>> Start STORED ROWS

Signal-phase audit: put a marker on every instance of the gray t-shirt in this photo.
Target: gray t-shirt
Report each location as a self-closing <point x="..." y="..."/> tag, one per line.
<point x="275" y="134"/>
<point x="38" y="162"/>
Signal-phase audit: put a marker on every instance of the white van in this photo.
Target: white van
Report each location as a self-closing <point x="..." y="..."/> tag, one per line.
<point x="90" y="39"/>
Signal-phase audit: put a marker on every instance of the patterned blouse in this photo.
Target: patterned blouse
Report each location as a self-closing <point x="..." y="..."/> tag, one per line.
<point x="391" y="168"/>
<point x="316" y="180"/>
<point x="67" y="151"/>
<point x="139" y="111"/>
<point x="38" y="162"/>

>> End STORED ROWS

- **WHAT YOU ARE ASKED TO DO**:
Change every "Signal-phase audit" in the records to "Intersection survey" and leave all other text unchanged.

- **WRITTEN REPLY**:
Intersection survey: put a marker on every instance of the gray t-shirt in this photo.
Target: gray t-shirt
Report each location as a self-closing <point x="..." y="..."/> tag, one per line.
<point x="275" y="134"/>
<point x="38" y="162"/>
Intersection survey: put a marker on every instance of the white van in this photo.
Target: white van
Report each location as a self-closing <point x="..." y="..."/> tag, one per line.
<point x="90" y="39"/>
Intersection survey: put a marker on every instance of the patterned blouse in this photo.
Target: patterned blouse
Report each location as a self-closing <point x="..." y="..."/> tag, one per line.
<point x="391" y="168"/>
<point x="316" y="180"/>
<point x="67" y="151"/>
<point x="139" y="111"/>
<point x="38" y="162"/>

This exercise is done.